### Passage shown:
** BEGIN **
This election broke wide open some assumptions that have constrained us on the left for too long; that the young won’t vote, that any one individual or political party is “unelectable”, that perceptions of both individuals, parties and even policies cannot change suddenly and dramatically. It reminded us that courage, ambition and hope are what’s needed and what have been missing from our politics, too often, for too long.
 
We have learnt to tread carefully and wear our values lightly. But in recent weeks we have remembered that our convictions can, as Jonathan Freedland once wrote, “bring hope flickering back to life” and meet the growing appetite for a politics that doesn’t simply rail against what is but aspires to build a world that is better.
 
In this election at least, it seems the final, anticipated fracture of Labour from its working-class base after Brexit did not materialise. Shortly before the snap election was called I wrote that while Brexit appeared to be Labour’s greatest weakness, it could just be our biggest strength, because: “consider what remain voting Tottenham and leave voting Wigan have in common: Labour… We will succeed if we seek the common ground shared by the decent, sensible majority, and more importantly, so will Britain.”
** END **
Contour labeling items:
** BEGIN **
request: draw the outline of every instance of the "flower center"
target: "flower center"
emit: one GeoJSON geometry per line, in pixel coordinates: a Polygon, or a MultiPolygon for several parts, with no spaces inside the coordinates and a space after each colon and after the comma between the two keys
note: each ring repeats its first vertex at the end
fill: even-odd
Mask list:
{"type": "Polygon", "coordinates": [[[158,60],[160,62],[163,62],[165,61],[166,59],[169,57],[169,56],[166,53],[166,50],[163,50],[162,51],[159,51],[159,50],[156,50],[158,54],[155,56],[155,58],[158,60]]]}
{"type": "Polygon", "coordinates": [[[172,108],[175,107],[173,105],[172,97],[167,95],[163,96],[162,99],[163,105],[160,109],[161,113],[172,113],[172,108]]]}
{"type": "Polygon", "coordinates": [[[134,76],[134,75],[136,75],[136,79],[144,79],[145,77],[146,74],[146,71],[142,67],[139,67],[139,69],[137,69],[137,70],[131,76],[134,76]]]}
** END **
### Exercise set:
1. In the election commentary, who is quoted as having written that convictions can "bring hope flickering back to life"?
2. Pick up the election commentary after its final sentence and carry it forward.
The records were drawn from a separate source.

### Outputs:
1. Jonathan Freedland.

2.
 
But consider this too. The Tories ran a terrible campaign. It was, without any doubt,the most inept, counter-productive campaign I’ve ever seen in British politics. The day their manifesto hit the headlines, even in our toughest neighbourhoods, we could feel change in the air. Arrogance is never rewarded by the British people and Theresa May has paid a price for it. Yet, despite a Tory manifesto that was a full, square attack on older people, the majority of over 65s still came out for the Tories.
 
And despite the growing relevance of freedom, internationalism and tolerance in an era characterised by Donald Trump and Vladimir Putin, the Liberal Democrats managed to become bystanders in the political debate. They stood on a platform that aimed to capture the support of those remain voters for whom Brexit is the major question, but neglected the rest. And they quite spectacularly failed to foresee that those who were intensely angered by May’s conversion to a little England, hard Brexit stance would vote tactically against the Tories. Over those seven weeks, they all but disappeared as a political force.
 
As Bob Dylan once said, "the times, they are a-changin" – and they will change again. The recent past has moved at extraordinary speed. The Brexit Referendum, the rise and retreat of nationalism, the election of Trump and his crushing unpopularity just a few months later, the reversal in fortunes for May and Jeremy Corbyn, the astonishing phenomenon of Emmanuel Macron and pro-European centrism, and the dramatic rise and sudden collapse of Ukip. Politics, as John Harris wrote last week, is now more fluid than ever. So now is the time, for hope yes, and for conviction too, but not for jubilation. We need some serious thinking.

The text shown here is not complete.